>>>

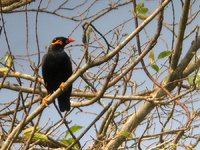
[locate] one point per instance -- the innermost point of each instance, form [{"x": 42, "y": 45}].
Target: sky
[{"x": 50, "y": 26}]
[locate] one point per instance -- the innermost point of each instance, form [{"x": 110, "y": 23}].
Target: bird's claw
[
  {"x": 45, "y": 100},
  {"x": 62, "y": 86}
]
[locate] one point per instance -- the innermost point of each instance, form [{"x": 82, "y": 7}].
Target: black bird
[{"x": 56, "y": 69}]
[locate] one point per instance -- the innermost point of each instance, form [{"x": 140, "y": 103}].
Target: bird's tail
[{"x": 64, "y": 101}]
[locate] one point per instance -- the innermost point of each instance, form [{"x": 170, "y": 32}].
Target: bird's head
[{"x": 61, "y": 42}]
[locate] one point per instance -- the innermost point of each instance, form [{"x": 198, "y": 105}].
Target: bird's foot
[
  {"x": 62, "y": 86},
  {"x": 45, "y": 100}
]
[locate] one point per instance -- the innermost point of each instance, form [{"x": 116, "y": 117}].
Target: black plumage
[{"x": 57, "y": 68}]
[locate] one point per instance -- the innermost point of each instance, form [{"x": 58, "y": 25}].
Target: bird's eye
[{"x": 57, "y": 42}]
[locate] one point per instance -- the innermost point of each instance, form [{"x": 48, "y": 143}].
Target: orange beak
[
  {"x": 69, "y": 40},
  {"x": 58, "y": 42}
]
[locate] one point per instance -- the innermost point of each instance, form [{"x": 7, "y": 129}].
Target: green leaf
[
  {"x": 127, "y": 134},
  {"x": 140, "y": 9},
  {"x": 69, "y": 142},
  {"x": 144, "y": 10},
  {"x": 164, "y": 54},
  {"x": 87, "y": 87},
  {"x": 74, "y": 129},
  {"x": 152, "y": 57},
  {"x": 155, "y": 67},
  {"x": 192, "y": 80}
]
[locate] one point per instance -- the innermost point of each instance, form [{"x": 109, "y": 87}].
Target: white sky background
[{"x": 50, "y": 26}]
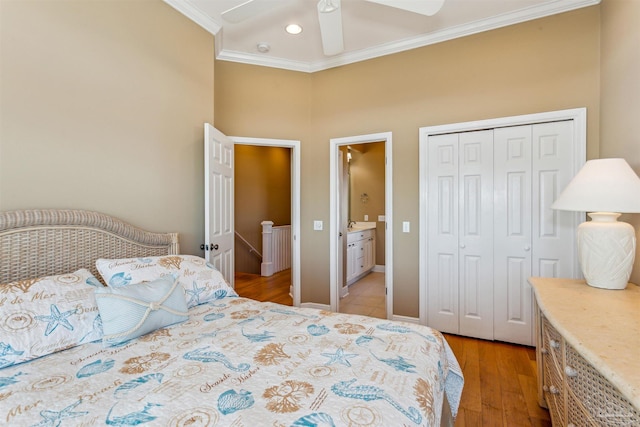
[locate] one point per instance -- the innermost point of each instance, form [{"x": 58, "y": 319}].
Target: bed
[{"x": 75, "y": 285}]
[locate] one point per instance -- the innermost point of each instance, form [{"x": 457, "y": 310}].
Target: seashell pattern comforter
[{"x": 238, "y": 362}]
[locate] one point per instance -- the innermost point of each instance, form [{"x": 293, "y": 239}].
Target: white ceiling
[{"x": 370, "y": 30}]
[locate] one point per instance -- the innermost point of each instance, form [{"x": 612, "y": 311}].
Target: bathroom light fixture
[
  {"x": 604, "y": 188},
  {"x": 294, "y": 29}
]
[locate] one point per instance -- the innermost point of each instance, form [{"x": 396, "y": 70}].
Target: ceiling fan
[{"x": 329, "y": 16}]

<<<

WHAT TO WORK ON:
Which lines run from the one containing "Target: bird's eye" to the end of the data above? Set down those lines exactly, and only those, without any pictures.

SOLUTION BELOW:
Target: bird's eye
[{"x": 57, "y": 42}]
[locate] one point per instance -- the innermost point of each instance, form [{"x": 48, "y": 143}].
Target: orange beak
[
  {"x": 69, "y": 40},
  {"x": 58, "y": 42}
]
[locate] one point per instance -- the innermost point of each instance, form [{"x": 7, "y": 129}].
Target: green leaf
[
  {"x": 127, "y": 134},
  {"x": 140, "y": 9},
  {"x": 69, "y": 142},
  {"x": 144, "y": 10},
  {"x": 164, "y": 54},
  {"x": 87, "y": 87},
  {"x": 74, "y": 129},
  {"x": 152, "y": 57},
  {"x": 155, "y": 67},
  {"x": 192, "y": 80}
]
[locate] one point per instance -- the innermost point of each instance, form [{"x": 109, "y": 87}].
Target: white sky background
[{"x": 50, "y": 26}]
[locate] one point per instance -- the innermost point of each instance, form [{"x": 58, "y": 319}].
Target: bed
[{"x": 75, "y": 285}]
[locate] one point per instance -- the innermost point of each instance, form [{"x": 457, "y": 310}].
Target: seashell pattern comforter
[{"x": 238, "y": 362}]
[locate] one point per instance -- the innermost point of each instance, form [{"x": 293, "y": 239}].
Target: white ceiling
[{"x": 370, "y": 30}]
[locate] one point per instance -- the innermost point of each instance, form [{"x": 612, "y": 311}].
Target: bathroom light fixture
[
  {"x": 604, "y": 188},
  {"x": 294, "y": 29}
]
[locate] one point per instance -- the innermost point of each instance, form [{"x": 396, "y": 70}].
Target: ceiling fan
[{"x": 329, "y": 16}]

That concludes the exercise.